*Yapılacak İşler*.
1. Startup dükkânı üzerine yazıda yazar, kararını değiştirdikten sonra burada ne açacağını söylüyor?
2. Startup dükkânı üzerine yazıda yazarın o dükkânda yapacağını söylediği şeylerin hepsini yaz.

Burada racon böyle...

DÜKKÂNIN ADINI DEĞİŞTİRMEYE İŞTE O AN KARAR VERİYORUM

İŞTE tam o Uber muhabbeti yaptığımız yerde, ben de buraya “startup dükkânımı” açmaya karar veriyorum.

Peki ben ne mi yapacağım bu dükkânda...

Gelip ortak bir masaya oturacağım.

Bilgisayarımı açacağım. İnternete bağlanacağım. Orada çalışanlarla arada bir kahve içeceğim, sohbet edeceğim.

Ve Türk medyasında artık dibe vuran arkaik köşe yazarlığı kurumunda bir startup ne gibi devrimler yapabilir ona bakacağım.

Kararımı Ahmet’e açıyorum. Ancak tam o sırada aklıma bir şey takılıyor.

“Eğer komşum ev temizliği Uber’inin Travis Kalanick’i olacaksa...”

“Şu startup dükkânı” hiç gitmedi buraya.

Kararımı değiştirdim, “tek kişilik garajımı” açacağım burada...

Bir startup dükkânı açmaya karar verdim

NEDEN GARAJLARA GİRİŞ TRENDİ BAŞLADI

İstanbul’da mekân kiraları çok yüksek. Ofis yatırımı yüksek. Burada ucuz ve hazır buluyorsunuz.

- Kahveniz var, yemeğiniz oradan. Yeni ve yaratıcı fikirlerle her gün ilişkidesiniz... Tek kişilere veya gruplara kendisi gibi insanlarla sosyalleşme imkânı sağlıyor.

- Büyük şirketler artık müesses nizam dükkânlarına dönüştü.

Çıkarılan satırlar
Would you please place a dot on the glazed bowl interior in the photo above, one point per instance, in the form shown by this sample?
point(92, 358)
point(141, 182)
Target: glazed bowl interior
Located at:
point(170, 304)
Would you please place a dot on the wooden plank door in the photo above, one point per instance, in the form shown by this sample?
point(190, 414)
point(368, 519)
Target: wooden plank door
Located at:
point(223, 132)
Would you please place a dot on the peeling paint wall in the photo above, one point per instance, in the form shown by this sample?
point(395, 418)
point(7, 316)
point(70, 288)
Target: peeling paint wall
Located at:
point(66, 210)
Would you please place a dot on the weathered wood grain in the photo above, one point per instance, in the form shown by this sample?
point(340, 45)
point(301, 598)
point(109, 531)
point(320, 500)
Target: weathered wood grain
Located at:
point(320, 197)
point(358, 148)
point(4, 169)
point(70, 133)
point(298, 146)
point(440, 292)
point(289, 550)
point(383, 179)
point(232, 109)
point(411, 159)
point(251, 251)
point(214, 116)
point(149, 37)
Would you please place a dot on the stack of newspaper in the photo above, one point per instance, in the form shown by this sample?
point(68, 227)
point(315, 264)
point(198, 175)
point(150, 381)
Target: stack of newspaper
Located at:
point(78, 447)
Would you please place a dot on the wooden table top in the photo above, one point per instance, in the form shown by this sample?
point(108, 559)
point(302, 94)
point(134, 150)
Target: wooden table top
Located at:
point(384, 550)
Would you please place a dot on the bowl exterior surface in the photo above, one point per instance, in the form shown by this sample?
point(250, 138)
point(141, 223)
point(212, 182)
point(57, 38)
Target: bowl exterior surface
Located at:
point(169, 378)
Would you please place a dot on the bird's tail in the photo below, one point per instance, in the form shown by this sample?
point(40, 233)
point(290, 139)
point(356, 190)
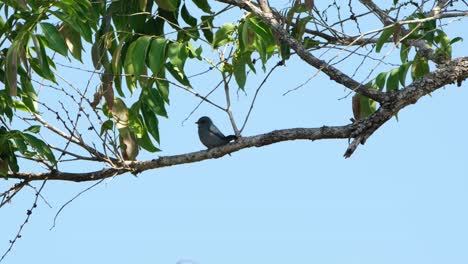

*Sırayla Cevaplar*.
1. Tek kişilik garajını açacağını söylüyor.

2.
- Ortak bir masaya oturmak
- Bilgisayarını açmak
- İnternete bağlanmak
- Orada çalışanlarla arada bir kahve içmek
- Onlarla sohbet etmek
- Türk medyasındaki köşe yazarlığında bir startup'ın ne gibi devrimler yapabileceğine bakmak